%%
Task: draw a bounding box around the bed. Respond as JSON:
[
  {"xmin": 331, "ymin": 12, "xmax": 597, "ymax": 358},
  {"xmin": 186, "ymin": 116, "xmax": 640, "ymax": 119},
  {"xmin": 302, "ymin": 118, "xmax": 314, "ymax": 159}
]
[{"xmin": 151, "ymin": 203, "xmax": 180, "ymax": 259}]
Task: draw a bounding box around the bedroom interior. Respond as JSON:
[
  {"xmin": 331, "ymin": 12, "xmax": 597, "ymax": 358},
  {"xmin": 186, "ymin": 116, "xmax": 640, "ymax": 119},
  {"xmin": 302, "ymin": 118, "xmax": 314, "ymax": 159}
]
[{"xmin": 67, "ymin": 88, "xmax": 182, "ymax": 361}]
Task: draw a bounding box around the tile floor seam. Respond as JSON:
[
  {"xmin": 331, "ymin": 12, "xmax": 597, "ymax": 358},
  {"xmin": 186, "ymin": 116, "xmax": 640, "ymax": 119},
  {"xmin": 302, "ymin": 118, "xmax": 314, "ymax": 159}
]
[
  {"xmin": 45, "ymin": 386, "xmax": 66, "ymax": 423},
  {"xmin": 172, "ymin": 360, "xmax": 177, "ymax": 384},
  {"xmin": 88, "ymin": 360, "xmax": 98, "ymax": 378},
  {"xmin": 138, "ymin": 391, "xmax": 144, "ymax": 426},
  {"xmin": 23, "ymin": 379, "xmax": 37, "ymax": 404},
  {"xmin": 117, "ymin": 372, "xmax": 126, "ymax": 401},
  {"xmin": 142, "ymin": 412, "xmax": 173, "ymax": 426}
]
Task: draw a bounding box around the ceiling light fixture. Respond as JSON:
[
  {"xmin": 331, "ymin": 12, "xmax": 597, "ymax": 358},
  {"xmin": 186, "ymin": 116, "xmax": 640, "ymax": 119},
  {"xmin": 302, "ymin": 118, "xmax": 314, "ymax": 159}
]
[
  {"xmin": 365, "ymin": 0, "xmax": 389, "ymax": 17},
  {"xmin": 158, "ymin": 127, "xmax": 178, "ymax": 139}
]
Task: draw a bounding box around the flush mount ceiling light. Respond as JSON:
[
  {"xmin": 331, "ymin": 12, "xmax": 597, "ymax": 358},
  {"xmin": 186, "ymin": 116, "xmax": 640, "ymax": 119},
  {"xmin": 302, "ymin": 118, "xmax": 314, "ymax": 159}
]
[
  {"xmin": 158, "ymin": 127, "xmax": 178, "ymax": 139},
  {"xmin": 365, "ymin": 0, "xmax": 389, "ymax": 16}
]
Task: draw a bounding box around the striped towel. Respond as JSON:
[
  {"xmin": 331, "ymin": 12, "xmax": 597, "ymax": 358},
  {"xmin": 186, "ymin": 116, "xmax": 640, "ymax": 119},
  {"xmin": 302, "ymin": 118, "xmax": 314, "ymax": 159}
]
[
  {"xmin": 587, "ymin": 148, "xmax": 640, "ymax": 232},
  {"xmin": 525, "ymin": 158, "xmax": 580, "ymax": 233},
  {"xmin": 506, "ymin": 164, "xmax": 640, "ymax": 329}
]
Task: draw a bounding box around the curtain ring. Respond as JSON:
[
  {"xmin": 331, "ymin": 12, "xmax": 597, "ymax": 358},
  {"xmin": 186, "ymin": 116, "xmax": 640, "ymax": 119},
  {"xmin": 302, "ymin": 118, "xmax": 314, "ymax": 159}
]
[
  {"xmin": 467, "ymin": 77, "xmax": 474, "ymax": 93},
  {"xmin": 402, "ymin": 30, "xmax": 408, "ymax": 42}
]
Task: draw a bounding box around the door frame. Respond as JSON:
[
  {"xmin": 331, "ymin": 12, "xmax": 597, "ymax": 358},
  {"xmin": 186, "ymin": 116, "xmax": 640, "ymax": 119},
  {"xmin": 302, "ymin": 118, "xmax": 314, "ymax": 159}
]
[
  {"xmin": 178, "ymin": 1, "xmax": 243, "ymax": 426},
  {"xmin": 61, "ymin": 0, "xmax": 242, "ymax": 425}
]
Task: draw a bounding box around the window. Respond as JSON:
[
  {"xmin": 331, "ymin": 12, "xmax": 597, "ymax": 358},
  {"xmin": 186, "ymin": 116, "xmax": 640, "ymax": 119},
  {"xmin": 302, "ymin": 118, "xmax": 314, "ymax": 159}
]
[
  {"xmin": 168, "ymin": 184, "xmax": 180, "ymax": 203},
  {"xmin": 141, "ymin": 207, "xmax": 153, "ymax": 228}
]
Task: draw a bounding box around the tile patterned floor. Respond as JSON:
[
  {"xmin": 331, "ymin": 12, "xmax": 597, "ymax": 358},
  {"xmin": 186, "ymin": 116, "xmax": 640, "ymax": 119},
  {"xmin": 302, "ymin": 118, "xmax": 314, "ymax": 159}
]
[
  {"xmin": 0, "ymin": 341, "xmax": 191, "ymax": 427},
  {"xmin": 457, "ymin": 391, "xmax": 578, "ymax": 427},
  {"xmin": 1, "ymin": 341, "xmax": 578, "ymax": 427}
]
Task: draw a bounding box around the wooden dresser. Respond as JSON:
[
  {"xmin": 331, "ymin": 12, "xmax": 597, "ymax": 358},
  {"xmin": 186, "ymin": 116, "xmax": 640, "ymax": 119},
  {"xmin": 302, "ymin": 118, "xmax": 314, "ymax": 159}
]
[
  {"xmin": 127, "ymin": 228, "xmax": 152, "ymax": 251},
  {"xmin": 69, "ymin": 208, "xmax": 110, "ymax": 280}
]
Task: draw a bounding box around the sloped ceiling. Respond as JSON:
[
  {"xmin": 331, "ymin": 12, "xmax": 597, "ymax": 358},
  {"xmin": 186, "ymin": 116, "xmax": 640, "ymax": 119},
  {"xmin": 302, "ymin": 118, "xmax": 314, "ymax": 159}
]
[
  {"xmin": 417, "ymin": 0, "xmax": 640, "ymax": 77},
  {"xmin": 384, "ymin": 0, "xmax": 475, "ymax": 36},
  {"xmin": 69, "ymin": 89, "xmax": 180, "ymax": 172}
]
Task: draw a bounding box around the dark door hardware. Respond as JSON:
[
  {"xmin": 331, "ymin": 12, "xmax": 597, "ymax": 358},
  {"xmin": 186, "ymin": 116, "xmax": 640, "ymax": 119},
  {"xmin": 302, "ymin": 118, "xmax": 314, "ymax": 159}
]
%%
_About this exercise_
Look through the entries above and copy each line that has "door" in it.

_Task result_
Task: draw a bounding box around the door frame. Respond as JSON:
Task: draw a bounding box around the dark door hardware. Respond as JSON:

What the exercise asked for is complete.